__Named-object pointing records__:
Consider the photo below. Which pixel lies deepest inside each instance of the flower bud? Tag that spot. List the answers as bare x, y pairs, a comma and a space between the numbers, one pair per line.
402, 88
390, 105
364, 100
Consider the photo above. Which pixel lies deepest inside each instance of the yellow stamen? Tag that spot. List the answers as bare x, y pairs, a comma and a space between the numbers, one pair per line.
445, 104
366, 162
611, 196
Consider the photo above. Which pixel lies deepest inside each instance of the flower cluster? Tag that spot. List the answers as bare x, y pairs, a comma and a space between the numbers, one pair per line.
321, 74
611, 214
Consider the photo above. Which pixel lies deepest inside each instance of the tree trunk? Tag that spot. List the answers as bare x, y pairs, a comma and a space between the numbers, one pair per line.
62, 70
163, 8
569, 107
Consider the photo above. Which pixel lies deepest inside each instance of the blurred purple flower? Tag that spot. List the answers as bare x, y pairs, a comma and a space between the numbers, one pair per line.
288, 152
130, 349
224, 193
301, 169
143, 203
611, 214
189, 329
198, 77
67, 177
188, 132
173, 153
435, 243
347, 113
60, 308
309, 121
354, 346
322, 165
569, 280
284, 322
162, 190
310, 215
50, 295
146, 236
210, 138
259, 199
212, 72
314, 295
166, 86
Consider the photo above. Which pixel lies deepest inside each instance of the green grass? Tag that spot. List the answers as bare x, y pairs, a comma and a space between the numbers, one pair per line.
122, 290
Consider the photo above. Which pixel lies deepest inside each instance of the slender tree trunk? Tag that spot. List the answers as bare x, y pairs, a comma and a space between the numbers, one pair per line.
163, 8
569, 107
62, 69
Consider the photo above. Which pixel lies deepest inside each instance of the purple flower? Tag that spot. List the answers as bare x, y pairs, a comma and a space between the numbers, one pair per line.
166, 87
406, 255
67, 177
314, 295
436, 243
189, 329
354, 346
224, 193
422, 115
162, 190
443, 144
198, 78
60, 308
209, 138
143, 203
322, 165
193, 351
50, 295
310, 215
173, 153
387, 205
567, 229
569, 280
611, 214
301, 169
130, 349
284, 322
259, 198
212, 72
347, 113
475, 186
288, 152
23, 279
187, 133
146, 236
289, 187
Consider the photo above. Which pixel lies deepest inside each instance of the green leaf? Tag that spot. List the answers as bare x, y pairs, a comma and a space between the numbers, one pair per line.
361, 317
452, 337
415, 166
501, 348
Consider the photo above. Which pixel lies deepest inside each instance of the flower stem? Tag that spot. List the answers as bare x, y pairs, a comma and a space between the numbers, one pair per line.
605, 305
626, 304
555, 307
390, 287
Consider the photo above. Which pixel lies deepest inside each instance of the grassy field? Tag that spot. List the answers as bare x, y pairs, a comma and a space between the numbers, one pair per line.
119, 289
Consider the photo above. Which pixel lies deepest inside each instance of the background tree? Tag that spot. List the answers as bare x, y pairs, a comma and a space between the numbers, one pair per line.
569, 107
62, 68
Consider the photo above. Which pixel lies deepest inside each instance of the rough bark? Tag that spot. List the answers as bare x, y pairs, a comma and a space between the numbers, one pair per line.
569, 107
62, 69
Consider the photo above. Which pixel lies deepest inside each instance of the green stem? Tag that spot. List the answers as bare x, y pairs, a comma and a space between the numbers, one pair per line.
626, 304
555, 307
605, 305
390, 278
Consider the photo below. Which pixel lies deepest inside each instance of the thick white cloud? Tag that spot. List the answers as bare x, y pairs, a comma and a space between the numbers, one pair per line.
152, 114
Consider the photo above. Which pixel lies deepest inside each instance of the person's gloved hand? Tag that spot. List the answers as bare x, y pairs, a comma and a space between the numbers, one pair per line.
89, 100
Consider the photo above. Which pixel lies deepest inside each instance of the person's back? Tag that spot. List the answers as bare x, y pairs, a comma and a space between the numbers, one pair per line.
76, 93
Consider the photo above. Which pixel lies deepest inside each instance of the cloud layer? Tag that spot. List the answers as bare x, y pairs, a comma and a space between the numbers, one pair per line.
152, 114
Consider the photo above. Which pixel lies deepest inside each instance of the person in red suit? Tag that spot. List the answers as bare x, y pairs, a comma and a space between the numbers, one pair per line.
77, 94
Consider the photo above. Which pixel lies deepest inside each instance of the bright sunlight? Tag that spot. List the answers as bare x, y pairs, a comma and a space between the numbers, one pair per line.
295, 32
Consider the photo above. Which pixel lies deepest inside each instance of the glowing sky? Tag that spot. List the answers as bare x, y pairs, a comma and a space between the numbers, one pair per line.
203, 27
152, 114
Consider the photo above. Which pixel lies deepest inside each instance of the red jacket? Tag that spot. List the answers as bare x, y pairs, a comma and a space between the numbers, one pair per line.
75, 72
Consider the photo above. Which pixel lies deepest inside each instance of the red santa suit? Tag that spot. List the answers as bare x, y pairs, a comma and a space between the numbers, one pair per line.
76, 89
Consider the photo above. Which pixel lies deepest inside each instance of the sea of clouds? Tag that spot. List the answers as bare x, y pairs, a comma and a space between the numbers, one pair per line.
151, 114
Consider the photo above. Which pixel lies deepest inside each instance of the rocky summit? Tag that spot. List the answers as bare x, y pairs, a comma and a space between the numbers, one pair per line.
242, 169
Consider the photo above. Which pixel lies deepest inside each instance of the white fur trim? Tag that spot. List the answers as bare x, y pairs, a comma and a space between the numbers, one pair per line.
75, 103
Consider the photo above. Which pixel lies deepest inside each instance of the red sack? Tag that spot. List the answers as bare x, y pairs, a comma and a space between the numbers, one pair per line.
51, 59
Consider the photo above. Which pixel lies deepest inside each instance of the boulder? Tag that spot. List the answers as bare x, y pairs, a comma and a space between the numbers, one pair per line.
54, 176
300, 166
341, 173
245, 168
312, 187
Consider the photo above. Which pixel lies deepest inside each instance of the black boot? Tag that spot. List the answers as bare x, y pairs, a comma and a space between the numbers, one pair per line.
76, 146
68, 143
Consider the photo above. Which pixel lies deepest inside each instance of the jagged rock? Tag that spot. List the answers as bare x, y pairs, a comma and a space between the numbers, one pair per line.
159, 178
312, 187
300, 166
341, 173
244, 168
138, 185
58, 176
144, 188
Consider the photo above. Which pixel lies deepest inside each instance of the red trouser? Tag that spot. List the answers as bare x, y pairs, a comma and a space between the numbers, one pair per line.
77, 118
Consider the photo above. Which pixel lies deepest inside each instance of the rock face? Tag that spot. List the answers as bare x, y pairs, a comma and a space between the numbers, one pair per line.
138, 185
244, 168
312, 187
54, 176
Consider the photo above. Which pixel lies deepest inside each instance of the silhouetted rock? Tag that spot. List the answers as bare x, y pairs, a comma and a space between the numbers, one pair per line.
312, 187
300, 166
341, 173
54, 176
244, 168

__EXERCISE DIRECTIONS__: Repeat the data above exactly.

__TASK ANSWER__:
Consider the photo below. Which pixel lies deepest inside each instance of the flower bud? Tag that spot. List the answers as bare x, y pairs, a comma and a space between the numbers, one pair per line.
402, 88
390, 105
364, 100
Consider the photo above. Which pixel lies deepest inside each instance of the yellow stamen? Tag that spot. List the answers as bare x, y pairs, a comma and a space between the numbers, one pair per line.
445, 104
366, 162
611, 196
Consider the photo above. Which pixel lies deepest inside each instance of the flower cluster? Tag that spot. List the answers as bare x, y pairs, a comma and a space between the numbers, one pair per line.
321, 74
611, 214
Consider the photo above. Which pixel lies deepest inside each instance of the tree trunk? Tag that spot. List the answers as bare x, y pairs, a comma and a space between the numbers, one pair per line.
62, 70
163, 8
569, 107
Consider the photo above. Which pixel lies deepest inside each instance of the blurred purple flower? Tag that spot. List the answers as bare x, y pairs, a comma and a space between the numbers, one pair per line.
288, 152
130, 349
224, 193
301, 169
143, 203
611, 214
189, 329
198, 77
67, 177
188, 132
173, 153
435, 243
347, 113
60, 308
309, 121
354, 346
322, 165
569, 280
284, 322
162, 190
310, 215
50, 295
146, 236
210, 138
259, 199
212, 72
314, 295
166, 86
Consider the photo above. Which pixel lies deepest inside each instance of the green grass? Tag that spot. List the answers as bare x, y pairs, a comma and a space between the numbers, one pair per line.
122, 290
Consider the photo above. Which pixel lies deepest inside each instance of the slender tree trunk? Tag that spot. List the answers as bare x, y pairs, a comma and a space between the numbers, one pair per line.
163, 8
569, 107
62, 69
Consider the photo above. Which pixel lies deepest inside each instance of the purple flower? Tag that spot. List the answers as bare x, y pairs, a comma and a space between the numbers, one pair per line.
166, 87
406, 255
67, 177
314, 295
436, 243
189, 329
354, 346
224, 193
422, 115
162, 190
443, 144
198, 78
60, 308
209, 138
143, 203
322, 165
193, 351
50, 295
310, 215
173, 153
387, 205
567, 229
569, 280
611, 214
301, 169
130, 349
284, 322
259, 198
212, 72
347, 113
475, 186
288, 152
23, 279
187, 133
146, 236
289, 187
Consider the photo above. Which pixel lies deepest inside each instance of the green leaf? Tag that spot. List the answers as bare x, y pairs, a comma and a space between the numbers, one pair per line.
361, 317
452, 337
415, 166
501, 348
Consider the photo above. Which pixel lies deepest inside each instance of the flower stem? Tag that spot. List the answers as bare x, y pairs, a comma and a space between the numbers, one pair per line.
605, 305
626, 304
555, 307
390, 287
Consider the photo above. Which pixel lies deepest inside each instance of the grassy field? Tag that spot. List the answers as bare x, y pairs, a comma and a space between the numbers, one pair per line.
119, 289
Consider the photo above. Which pixel lies deepest inside each instance of the background tree? Tag that spot. List the answers as bare x, y pairs, a comma and a space between the numbers, one pair per line.
569, 107
62, 68
Consider the photo above. Which pixel lies deepest inside each instance of the rough bark? Tag that spot. List the answers as bare x, y pairs, a comma and a space between the numbers, one pair per line.
569, 107
62, 69
Consider the photo above. Which pixel lies deepest inside each instance of the green stem? Tag that spot. List the answers as bare x, y pairs, a comma and a space between the numbers, one pair per line.
626, 304
555, 307
605, 305
390, 278
Consider the photo below. Which pixel lies deepest inside each instance of the thick white cloud? Tag that spot. List the answers as bare x, y pairs, a comma and a space between the numbers, one pair per line.
152, 114
Consider the photo above. Which pixel lies deepest inside each instance of the person's gloved hand? Tag that spot. List the answers as bare x, y pairs, a comma and a space between the numbers, one pair per line.
89, 100
Consider the photo above. Which pixel lies deepest inside each instance of the person's back? Tag that spot. List the answers as bare x, y pairs, a comma and a space between the numbers, one pair per line.
76, 93
Consider the photo above. Which pixel lies deepest inside each instance of the cloud layer? Tag that spot. List the answers as bare x, y pairs, a comma and a space between the numbers, one pair per line.
152, 114
Consider the photo above. Which pixel lies deepest inside each instance of the person in red suit? Tag that spot. List the answers as bare x, y pairs, a comma and a space between the numbers, one pair per line.
77, 94
Consider the photo above. Which pixel lies deepest inside each instance of the bright sunlight? Tag that spot. List the answers as bare x, y pairs, a comma and a space between the numbers, one pair per line.
295, 32
Consider the photo above. Which pixel lies deepest inside each instance of the glowing sky? Tag that spot. List the answers as bare x, y pairs, a comma and a space between the numbers, one pair per line.
203, 27
152, 114
Consider the photo above. Which pixel lies deepest inside each instance of the red jacket? Tag that spot. List the answers as bare x, y pairs, a comma and a space between the numbers, one pair per line.
75, 72
Consider the photo above. Which pixel lies deepest inside each instance of the red santa suit? Tag that spot. List the answers as bare x, y pairs, a comma and a space between the numbers, one pair per line.
76, 89
Consider the photo above. Which pixel lies deepest inside each instance of the sea of clouds? Tag that spot. List the answers as bare x, y pairs, a comma and a space between the numbers, one pair per line.
151, 114
Consider the photo above. Which pixel lies deepest inside each instance of the rocky summit? Tag that spot. List the answers as bare x, y pairs, a comma and a space between the numbers, one pair per line.
242, 169
Consider the photo above. Which pixel lies deepest inside each instance of the white fur trim? Tag that spot. List the answers as bare x, y pairs, a comma and a space between the numbers, one pair per line.
75, 103
Consider the photo above. Which pixel lies deepest inside each instance of the red sack? Tag that spot. List the answers as bare x, y pairs, a comma and a space between the numbers, one pair per line.
51, 59
Consider the photo above. Which pixel lies deepest inside each instance of the boulder? Tag that spot. List the answers as bare x, y pairs, a comma and a space between the numbers, one pair per line.
54, 176
300, 166
341, 173
245, 168
312, 187
Consider the photo above. Which pixel lies deepest inside each instance of the black boot? Tag that spot. List the answers as bare x, y pairs, a comma and a space between the numbers, one pair per line.
76, 146
68, 143
Consider the photo above. Which pixel lies deepest inside each instance of the jagged rock? Tag that spot. List the answers as bare x, y pairs, a comma and a space between the numbers, one pair per line.
159, 178
312, 187
300, 166
341, 173
244, 168
138, 185
58, 176
144, 188
Consider the photo above. Which pixel lies deepest inside each instance of the red trouser? Tag that spot. List the answers as bare x, y pairs, a comma and a space between the numbers, one pair per line.
77, 118
Consider the photo above. Which pixel lies deepest inside each instance of the rock face? Tag that spot. List the answers as bare x, y pairs, a comma and a space between the numbers, one pair per line.
138, 185
244, 168
312, 187
54, 176
Consider the photo above. Which pixel lies deepest inside each instance of the silhouetted rock? Tag that spot. List the answers as bare x, y pairs, a comma and a space between the numbers, one pair per line.
312, 187
300, 166
341, 173
54, 176
244, 168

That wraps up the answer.